══ Data extracts ══
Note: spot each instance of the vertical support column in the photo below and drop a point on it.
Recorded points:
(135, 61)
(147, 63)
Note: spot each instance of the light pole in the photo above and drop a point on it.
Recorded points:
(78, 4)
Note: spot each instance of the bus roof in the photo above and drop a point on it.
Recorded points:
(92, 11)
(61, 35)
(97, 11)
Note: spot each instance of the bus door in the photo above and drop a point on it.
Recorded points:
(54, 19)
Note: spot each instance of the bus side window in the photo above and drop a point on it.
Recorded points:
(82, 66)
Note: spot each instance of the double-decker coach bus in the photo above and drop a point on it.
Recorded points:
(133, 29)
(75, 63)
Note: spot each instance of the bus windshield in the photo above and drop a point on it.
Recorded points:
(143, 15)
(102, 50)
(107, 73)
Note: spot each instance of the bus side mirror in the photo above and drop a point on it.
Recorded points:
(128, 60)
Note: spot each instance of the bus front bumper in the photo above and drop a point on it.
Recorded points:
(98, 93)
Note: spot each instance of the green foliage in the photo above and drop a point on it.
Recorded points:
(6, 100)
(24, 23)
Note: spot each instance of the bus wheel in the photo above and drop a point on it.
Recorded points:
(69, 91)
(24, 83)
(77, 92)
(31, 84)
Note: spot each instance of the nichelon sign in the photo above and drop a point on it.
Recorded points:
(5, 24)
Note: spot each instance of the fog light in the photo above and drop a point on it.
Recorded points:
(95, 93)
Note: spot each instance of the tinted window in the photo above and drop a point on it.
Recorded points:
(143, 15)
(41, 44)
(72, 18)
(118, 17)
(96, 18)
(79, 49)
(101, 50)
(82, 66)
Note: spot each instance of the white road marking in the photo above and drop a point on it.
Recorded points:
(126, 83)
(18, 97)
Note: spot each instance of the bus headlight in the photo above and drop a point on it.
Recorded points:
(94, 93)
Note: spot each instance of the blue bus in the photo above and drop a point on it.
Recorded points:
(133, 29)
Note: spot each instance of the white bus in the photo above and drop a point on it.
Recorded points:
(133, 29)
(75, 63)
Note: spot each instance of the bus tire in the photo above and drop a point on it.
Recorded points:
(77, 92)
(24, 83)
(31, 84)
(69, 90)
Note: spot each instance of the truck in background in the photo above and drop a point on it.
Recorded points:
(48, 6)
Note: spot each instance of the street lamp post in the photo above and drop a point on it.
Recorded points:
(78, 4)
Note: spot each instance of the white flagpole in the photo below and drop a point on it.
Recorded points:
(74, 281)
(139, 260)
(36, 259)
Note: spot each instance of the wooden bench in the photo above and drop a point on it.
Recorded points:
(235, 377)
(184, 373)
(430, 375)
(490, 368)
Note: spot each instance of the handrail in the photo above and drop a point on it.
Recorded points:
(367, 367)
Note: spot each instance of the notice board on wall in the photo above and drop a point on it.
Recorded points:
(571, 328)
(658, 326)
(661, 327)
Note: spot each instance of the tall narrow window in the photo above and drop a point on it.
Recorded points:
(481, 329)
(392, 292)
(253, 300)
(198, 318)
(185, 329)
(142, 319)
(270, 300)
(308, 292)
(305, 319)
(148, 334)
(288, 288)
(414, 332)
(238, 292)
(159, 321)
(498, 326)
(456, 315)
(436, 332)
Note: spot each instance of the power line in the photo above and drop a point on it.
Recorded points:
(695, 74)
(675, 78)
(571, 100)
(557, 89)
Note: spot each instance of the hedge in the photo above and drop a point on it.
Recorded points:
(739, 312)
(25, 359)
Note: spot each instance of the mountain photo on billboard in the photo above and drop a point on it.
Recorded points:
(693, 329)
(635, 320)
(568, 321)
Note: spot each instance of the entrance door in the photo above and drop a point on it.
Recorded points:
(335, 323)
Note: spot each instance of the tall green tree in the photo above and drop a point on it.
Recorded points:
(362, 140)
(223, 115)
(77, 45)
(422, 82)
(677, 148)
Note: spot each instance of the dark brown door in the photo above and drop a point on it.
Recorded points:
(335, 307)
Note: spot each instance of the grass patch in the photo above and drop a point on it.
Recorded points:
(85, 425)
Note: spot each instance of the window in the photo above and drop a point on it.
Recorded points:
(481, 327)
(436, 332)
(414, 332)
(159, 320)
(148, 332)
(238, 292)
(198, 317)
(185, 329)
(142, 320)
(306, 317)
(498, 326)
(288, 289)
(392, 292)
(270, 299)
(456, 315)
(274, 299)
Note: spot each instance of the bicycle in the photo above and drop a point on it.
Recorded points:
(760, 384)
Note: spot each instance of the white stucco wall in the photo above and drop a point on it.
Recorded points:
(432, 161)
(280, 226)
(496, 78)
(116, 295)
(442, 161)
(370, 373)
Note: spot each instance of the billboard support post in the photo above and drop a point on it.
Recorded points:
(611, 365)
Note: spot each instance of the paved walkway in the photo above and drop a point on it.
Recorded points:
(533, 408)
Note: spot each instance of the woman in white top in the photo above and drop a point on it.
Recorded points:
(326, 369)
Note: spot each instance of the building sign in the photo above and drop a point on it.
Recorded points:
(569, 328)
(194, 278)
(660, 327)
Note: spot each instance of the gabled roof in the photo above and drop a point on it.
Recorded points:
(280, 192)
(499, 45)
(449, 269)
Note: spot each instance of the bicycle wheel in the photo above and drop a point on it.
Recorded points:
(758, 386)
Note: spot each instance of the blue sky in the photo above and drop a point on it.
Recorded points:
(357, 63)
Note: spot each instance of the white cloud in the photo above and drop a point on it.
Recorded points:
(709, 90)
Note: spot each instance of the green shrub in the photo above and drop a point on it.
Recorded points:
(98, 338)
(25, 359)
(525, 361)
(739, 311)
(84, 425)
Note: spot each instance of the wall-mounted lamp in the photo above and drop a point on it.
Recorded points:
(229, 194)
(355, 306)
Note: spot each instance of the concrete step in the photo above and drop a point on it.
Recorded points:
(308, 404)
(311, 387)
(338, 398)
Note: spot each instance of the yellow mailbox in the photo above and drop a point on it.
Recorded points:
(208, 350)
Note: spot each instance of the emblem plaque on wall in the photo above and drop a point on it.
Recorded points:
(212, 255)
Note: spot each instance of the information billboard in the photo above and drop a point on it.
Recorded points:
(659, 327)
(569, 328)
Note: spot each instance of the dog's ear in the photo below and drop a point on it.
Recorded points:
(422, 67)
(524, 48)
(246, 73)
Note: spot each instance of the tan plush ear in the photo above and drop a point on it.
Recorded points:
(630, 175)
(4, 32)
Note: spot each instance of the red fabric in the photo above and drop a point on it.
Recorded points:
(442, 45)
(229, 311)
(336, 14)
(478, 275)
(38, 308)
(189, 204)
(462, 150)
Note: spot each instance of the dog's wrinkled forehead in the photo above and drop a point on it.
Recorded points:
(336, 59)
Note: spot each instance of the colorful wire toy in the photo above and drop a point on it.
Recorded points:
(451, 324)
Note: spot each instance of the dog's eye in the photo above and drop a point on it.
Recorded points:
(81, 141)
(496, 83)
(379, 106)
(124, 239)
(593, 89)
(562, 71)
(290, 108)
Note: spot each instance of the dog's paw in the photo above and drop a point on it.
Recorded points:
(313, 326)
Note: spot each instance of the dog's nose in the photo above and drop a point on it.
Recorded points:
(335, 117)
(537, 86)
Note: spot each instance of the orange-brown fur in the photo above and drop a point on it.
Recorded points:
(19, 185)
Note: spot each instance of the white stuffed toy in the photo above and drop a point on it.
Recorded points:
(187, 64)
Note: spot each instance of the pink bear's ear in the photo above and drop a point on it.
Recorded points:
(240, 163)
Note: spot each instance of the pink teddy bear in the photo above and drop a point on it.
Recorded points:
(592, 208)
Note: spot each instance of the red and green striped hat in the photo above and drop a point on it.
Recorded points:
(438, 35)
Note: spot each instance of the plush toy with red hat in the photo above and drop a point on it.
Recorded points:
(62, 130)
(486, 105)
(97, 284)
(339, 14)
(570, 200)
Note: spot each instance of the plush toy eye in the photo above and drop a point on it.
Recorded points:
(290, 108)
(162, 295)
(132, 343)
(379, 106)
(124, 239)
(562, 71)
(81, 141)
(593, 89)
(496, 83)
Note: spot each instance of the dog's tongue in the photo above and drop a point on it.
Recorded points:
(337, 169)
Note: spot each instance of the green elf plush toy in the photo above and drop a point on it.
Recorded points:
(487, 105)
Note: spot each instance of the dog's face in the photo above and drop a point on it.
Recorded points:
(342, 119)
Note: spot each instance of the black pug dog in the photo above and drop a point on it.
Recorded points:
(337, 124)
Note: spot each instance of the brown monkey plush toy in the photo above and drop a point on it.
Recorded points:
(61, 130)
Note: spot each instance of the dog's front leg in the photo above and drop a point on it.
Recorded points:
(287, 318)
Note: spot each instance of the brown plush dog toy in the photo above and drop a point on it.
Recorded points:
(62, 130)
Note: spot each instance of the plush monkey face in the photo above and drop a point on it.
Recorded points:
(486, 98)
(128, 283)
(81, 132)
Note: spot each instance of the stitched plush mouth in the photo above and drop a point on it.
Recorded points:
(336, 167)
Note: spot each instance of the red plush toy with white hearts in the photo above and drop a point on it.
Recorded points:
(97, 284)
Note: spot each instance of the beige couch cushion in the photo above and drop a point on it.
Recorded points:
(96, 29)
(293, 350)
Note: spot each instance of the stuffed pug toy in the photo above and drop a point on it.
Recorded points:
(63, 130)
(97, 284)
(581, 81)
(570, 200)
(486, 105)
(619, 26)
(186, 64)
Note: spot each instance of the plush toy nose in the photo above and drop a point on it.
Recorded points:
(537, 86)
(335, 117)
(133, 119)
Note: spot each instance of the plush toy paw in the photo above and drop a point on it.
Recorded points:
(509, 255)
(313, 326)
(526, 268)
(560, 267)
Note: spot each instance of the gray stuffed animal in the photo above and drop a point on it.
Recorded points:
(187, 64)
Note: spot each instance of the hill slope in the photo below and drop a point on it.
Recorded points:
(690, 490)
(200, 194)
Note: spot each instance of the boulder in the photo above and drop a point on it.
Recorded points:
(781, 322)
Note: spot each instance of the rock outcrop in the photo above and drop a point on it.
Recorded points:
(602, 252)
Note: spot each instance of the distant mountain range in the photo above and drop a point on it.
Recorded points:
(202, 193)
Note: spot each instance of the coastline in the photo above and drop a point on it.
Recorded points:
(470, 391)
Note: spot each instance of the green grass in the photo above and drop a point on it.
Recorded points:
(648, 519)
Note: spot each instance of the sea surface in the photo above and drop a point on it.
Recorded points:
═══
Provide the number of lines above containing "support" and nothing else.

2